■ WORK ITEM
Repeat the records exactly, so that each line matches the original.

(Excerpts from a dataset)
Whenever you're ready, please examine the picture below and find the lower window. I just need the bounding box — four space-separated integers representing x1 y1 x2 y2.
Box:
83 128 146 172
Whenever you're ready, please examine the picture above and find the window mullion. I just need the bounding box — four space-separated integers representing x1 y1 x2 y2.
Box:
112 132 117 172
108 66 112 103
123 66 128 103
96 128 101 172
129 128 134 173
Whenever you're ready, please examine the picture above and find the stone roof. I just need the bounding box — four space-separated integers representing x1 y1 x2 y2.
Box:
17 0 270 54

■ THE COMPLETED TASK
Whenever you're ready, please examine the picture below and find the lower window. I just need the bounding box — four space-separated integers representing x1 y1 x2 y2.
Box:
83 128 146 172
Whenever you're ready, please examine the picture above and find the window mullion. I just need the bounding box — four space-separated integers representing x1 y1 x2 y2.
Box:
112 132 117 172
108 66 112 103
123 66 128 103
96 128 101 172
129 128 134 173
Whenever you're ready, please examine the picture above and find the stone roof. I just need the bounding box — four space-separated integers representing x1 y1 x2 y2.
Box:
17 0 270 54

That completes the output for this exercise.